==== EXERCISE DATA

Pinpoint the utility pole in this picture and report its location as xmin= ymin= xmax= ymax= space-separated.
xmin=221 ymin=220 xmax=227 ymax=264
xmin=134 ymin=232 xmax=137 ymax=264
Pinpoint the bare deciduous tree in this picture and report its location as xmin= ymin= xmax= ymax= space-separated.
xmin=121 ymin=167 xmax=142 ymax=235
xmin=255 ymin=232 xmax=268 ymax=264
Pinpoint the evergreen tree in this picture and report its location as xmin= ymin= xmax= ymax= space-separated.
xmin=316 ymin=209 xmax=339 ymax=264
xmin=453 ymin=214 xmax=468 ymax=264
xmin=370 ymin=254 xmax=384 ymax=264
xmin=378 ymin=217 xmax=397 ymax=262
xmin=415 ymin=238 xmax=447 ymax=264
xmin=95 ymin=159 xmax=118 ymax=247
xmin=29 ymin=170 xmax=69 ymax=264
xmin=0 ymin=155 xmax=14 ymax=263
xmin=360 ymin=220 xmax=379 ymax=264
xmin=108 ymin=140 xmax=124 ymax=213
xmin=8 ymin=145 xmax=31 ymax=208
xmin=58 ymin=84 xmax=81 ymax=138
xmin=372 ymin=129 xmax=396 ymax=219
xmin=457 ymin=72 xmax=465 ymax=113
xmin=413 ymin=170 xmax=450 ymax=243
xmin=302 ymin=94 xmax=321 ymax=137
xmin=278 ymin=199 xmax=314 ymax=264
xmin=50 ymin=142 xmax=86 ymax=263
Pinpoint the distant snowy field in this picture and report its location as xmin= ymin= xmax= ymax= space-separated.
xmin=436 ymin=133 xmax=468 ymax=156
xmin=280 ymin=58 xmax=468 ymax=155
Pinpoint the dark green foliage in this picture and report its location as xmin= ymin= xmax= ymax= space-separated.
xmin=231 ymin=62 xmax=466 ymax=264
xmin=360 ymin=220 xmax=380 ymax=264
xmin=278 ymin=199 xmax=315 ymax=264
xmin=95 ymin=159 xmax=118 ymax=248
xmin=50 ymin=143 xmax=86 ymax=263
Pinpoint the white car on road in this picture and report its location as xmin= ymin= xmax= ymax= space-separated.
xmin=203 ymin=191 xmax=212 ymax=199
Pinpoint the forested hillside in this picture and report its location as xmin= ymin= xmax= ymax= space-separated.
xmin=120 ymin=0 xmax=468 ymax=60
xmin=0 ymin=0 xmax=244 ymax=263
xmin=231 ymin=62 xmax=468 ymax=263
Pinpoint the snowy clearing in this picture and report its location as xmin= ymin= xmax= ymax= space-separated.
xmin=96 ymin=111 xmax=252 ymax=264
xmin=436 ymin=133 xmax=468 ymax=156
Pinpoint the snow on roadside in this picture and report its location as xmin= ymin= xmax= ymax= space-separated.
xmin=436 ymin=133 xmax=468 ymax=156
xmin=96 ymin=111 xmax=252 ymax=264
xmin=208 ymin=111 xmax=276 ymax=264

========

The response should consist of all the entries, reproduced word for word.

Pinpoint the utility pole in this picture and report its location as xmin= ymin= xmax= ymax= space-separated.
xmin=221 ymin=220 xmax=227 ymax=264
xmin=134 ymin=232 xmax=137 ymax=264
Pinpoint the bare deciduous tree in this picture and report its location as xmin= ymin= xmax= ymax= space-separated.
xmin=121 ymin=167 xmax=142 ymax=235
xmin=255 ymin=232 xmax=268 ymax=264
Pinpoint the evergreen tree in this picture and report its location as xmin= ymin= xmax= ymax= space-separated.
xmin=316 ymin=209 xmax=339 ymax=264
xmin=453 ymin=214 xmax=468 ymax=264
xmin=370 ymin=254 xmax=384 ymax=264
xmin=378 ymin=217 xmax=397 ymax=262
xmin=415 ymin=238 xmax=447 ymax=264
xmin=95 ymin=159 xmax=118 ymax=247
xmin=29 ymin=170 xmax=69 ymax=264
xmin=0 ymin=155 xmax=14 ymax=263
xmin=360 ymin=220 xmax=379 ymax=264
xmin=108 ymin=140 xmax=124 ymax=213
xmin=8 ymin=145 xmax=31 ymax=208
xmin=58 ymin=84 xmax=81 ymax=138
xmin=372 ymin=129 xmax=396 ymax=219
xmin=457 ymin=72 xmax=465 ymax=113
xmin=413 ymin=170 xmax=450 ymax=243
xmin=302 ymin=94 xmax=321 ymax=137
xmin=278 ymin=199 xmax=314 ymax=264
xmin=50 ymin=142 xmax=86 ymax=263
Pinpoint the distant snowy field in this picture and report its location as xmin= ymin= xmax= ymax= space-separated.
xmin=436 ymin=133 xmax=468 ymax=156
xmin=280 ymin=58 xmax=468 ymax=155
Pinpoint the dark green foliage in this picture and report its location as xmin= ymin= xmax= ymax= space-separated.
xmin=231 ymin=62 xmax=466 ymax=264
xmin=360 ymin=220 xmax=380 ymax=264
xmin=278 ymin=199 xmax=315 ymax=264
xmin=95 ymin=159 xmax=118 ymax=248
xmin=50 ymin=143 xmax=86 ymax=263
Pinpoint the white car on road in this picture and report its location as xmin= ymin= xmax= ymax= space-separated.
xmin=203 ymin=191 xmax=212 ymax=199
Pinpoint the forested hillside in this picture and report its location as xmin= ymin= xmax= ymax= space-separated.
xmin=120 ymin=0 xmax=468 ymax=60
xmin=0 ymin=0 xmax=244 ymax=263
xmin=231 ymin=62 xmax=468 ymax=263
Pinpoint the snowy clearing in this picture and report its location as xmin= ymin= xmax= ymax= space-separated.
xmin=96 ymin=111 xmax=252 ymax=264
xmin=436 ymin=133 xmax=468 ymax=156
Pinpoint the snow on roadside in this picture and report its location as xmin= ymin= xmax= ymax= space-separated.
xmin=436 ymin=133 xmax=468 ymax=156
xmin=96 ymin=111 xmax=252 ymax=264
xmin=208 ymin=111 xmax=276 ymax=264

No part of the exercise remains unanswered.